#### COMPITI DA SVOLGERE
[1] Ricopia dal brano sulla crisi ecologica il tratto che va da "La Gratitudine: ricordare" fino a "responsabilità di tutti.".
[2] Scrivi il seguito del brano sulla crisi ecologica, partendo subito dopo la sua ultima frase.

#### BRANO FORNITO
● ● ● ● ● ● ●

La Gratitudine: ricordare che la terra è un dono, qualcosa che ci precede, che ci è stato dato, è una eredità comune. L’ambiente è un bene collettivo, patrimonio di tutta l’umanità e responsabilità di tutti.

Il Titolo:
n. 10 “Credo che Francesco d’Assisi sia l’esempio per eccellenza della cura per ciò che è debole e di una ecologia integrale; era un mistico e un pellegrino che viveva con semplicità e in una meravigliosa armonia con Dio, con gli altri, con la natura e con se stesso. In lui si riscontra fino a che punto sono inseparabili la preoccupazione per la natura, la giustizia verso i poveri, l’impegno nella società e la pace interiore”.                                         L’obiettivo:                                                         N. 19 “Non è quello di raccogliere informazioni o saziare la nostra curiosità, ma di prendere dolorosa coscienza, osare rasformare in sofferenza personale quello che accade al mondo, e così riconoscere qual è il contributo che ciascuno può portare.
 
Nel 
capitolo I –Quello che sta accadendo alla nostra casa- il Papa si fa aiutare da esperti di prim’ordine nel fare un’analisi, una fotografia della situazione molto accurata e aggiornata. Si tocca la questione dell’inquinamento (dovuto alle inalazioni di elevate quantità di fumo prodotto dai combustibili utilizzati per cucinare e riscaldarsi, i fumi dell’industria, le discariche , l’acidificazione del suolo e dell’acqua dovuto a fertilizzanti, insetticidi, diserbanti, pesticidi tossici), intimamente legata alla cultura dello scarto, che colpisce tanto gli esseri umani quanto le cose che si trasformano velocemente in spazzatura; il riscaldamento del sistema climatico, dovuto alla grande concentrazione di gas serra emessi dall’attività umana, che ha come gravi conseguenze lo scioglimento dei ghiacciai, l’innalzamento del livello del mare etc.; l’acqua pulita e potabile la cui domanda, in molti luoghi, supera l’offerta sostenibile; la perdita della biodiversità, ovvero la morte ogni anno di migliaia di specie di vegetali e animali, perse per sempre.
Nel capitolo II – Il Vangelo della creazione – il Papa spiega che se si tiene conto della complessità della crisi ecologica e delle sue molteplici cause, si deve anche riconoscere che le soluzioni non possono venire da un unico modo di interpretare e trasformare la realtà. È necessario ricorrere alle diverse ricchezze culturali dei popoli e nessun ramo della scienza e nessuna forma di saggezza può essere trascurata, nemmeno quella religiosa. Per questo il Papa fa un vero e proprio excursus tra i racconti biblici, partendo da quelli della creazione, passando attraverso i salmi e gli scritti profetici, fino ai racconti evangelici, per narrare la vocazione dell’uomo e il messaggio di ogni creatura nell’armonia del creato.
Nel capitolo III – La radice umana della crisi ecologica- troviamo un approfondimento sulla tecnologia che, pur presentando aspetti molto positivi, mostra tutte le sue potenzialità distruttive, dovute al fatto che l’uomo moderno non è stato educato al retto uso della potenza. Citando Guardini “l’immensa crescita tecnologica non è stata accompagnata da uno sviluppo dell’essere umano in ordine alla responsabilità, ai valori e alla coscienza”.

● ● ● ● ● ● ●

#### MATERIALE DI PARTENZA
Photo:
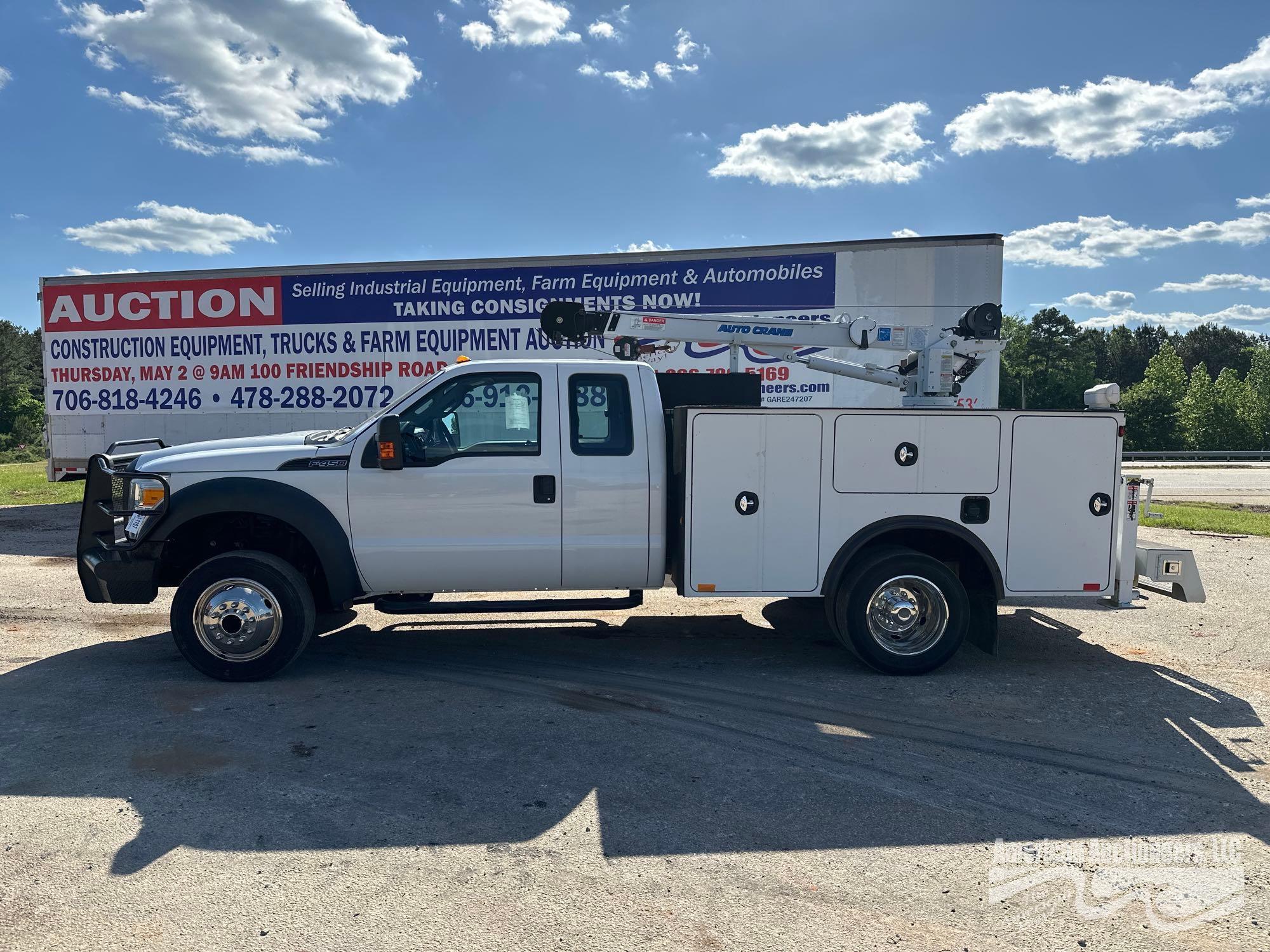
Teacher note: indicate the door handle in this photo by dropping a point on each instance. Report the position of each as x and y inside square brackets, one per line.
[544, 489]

● ● ● ● ● ● ●

#### RISPOSTE AI COMPITI
[1]
La Gratitudine: ricordare che la terra è un dono, qualcosa che ci precede, che ci è stato dato, è una eredità comune. L’ambiente è un bene collettivo, patrimonio di tutta l’umanità e responsabilità di tutti.

[2]
L’antropocentrismo moderno, dice il Papa, ha finito per collocare la ragione tecnica al di sopra della realtà, perché questo essere umano “non sente più la natura né come norma valida, né come rifugio. La vede come spazi e materia in cui realizzare un’opera nella quale gettarsi tutto e non importa che cosa ne risulterà” ( R. Guardini). Se la crisi ecologica è un emergere o una manifestazione esterna della crisi etica, culturale e spirituale della modernità, non possiamo illuderci di risanare la nostra relazione con la natura senza risanare tutte le relazioni umane, superando il relativismo pratico, ovvero dare priorità ai propri interessi contingenti e tutto il resto diventa relativo, se non irrilevante.
Nel capitolo IV – Un’ecologia integrale – il Papa propone un progetto di ecologia integrale, questa è la novità del suo messaggio. Egli parte da un principio secondo cui tutto è intimamente connesso, tutto è in relazione. Insieme con l’ecologia ambientale, c’è l’ecologia sociale, la condizione umana; c’è un’ecologia economica ed anche una culturale. Si tratta di un’ecologia che coinvolge tutte le dimensioni umane e sociali.
Nel capitolo V – Alcune linee di orientamento e di azione- il Papa parla della necessità di un cambiamento del modello di sviluppo globale e ciò comporta anche l’accettazione di una naturale decrescita. Il papa fa notare come alcune cose non siano necessarie per la vita, per il sostegno quotidiano, ma sono bisogni indotti dal mercato.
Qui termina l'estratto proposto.